Türkiye'nin tepki gösterdiği Dini Özgürlükler Raporu'nda neler var?

Ankara'dan yapılan açıklamada raporun büyük bir yanılgı ve kasıtlı çarpıtma çabası içinde olduğu savunuldu.

Türkiye'nin tepki gösterdiği Dini Özgürlükler Raporu'nda neler var?

Amerika Birleşik Devletleri (ABD) Uluslararası Dini Özgürlükler Komisyonu tarafından yayınlanan "2019 Uluslararası Dini Özgürlükler Raporu"nda Türkiye'ye yönelik eleştiriler yer aldı.

Cumhurbaşkanlığı ve Dışişleri Bakanlığı'ndan yapılan açıklamalarda, raporu hazırlayan komisyonun, Türkiye'deki dini azınlıklar konusunda büyük bir yanılgı ve kasıtlı çarpıtma çabası içinde olduğu savunuldu.

Dini özgürlükler hususunda yapılan araştırmaların sonucu ile Washington'a tavsiyelerin yer aldığı ve her yıl hazırlanan raporda Türkiye, 2018'de 'devletle bağlantısı olan ya da hükümetin göz yumduğu' ihlallerin ciddi boyutlarda olduğu ülkeler listesinde yer aldı.
========
_Görev A_.
Dini özgürlükler raporunu anlatan metne dayanarak şu soruları yanıtlayınız:
(i) "2019 Uluslararası Dini Özgürlükler Raporu"nu hangi kurum yayınlamıştır?
(ii) Komisyonun yanılgı ve kasıtlı çarpıtma çabası içinde olduğunu savunan açıklamalar hangi iki kurumdan gelmiştir?
(iii) Türkiye 2018'de raporda hangi listeye alınmıştır?
_Görev B_.
Dini özgürlükler raporuna ilişkin haber metnini son cümlesinden sonra sürdürünüz.
========
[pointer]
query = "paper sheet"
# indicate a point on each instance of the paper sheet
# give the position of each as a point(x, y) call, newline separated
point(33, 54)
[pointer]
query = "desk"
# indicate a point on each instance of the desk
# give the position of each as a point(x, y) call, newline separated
========
_Görev Yanıtı A_.
(i) Amerika Birleşik Devletleri (ABD) Uluslararası Dini Özgürlükler Komisyonu.
(ii) Cumhurbaşkanlığı ve Dışişleri Bakanlığı.
(iii) 'Devletle bağlantısı olan ya da hükümetin göz yumduğu' ihlallerin ciddi boyutlarda olduğu ülkeler listesine.

_Görev Yanıtı B_.
RAPORDA HANGİ İFADELER YER ALDI?

Euronews'ten Tuba Altınkaya'nın haberine göre, Temmuz 2016'daki darbe girişiminden bu yana Türkiye'de insan hakları ve sivil özgürlüklere dair endişelerin sürdüğü belirtilen raporda, dini özgürlüklerle ilgili gidişatın, önümüzdeki yılda daha da kötüleşeceğine işaret ettiği yazıldı.

Raporda, 2018'de yürürlüğe giren müfredata rağmen devlet okullarındaki Din Kültürü ve Ahlak Bilgisi dersinin zorunlu oluşuna dikkat çekildi. Lozan Anlaşması'nda adı geçen dini azınlıklara mensup öğrencilere muafiyet tanınsa dahi, ateist veya Alevi ailelerin bu muafiyet hakkını kazanmak için zorlu bir yargı sürecinden geçtiği, talepleri mahkemece onaylansa dahi eğitim kurumlarında bu kararların pratiğe dökülmediği belirtildi.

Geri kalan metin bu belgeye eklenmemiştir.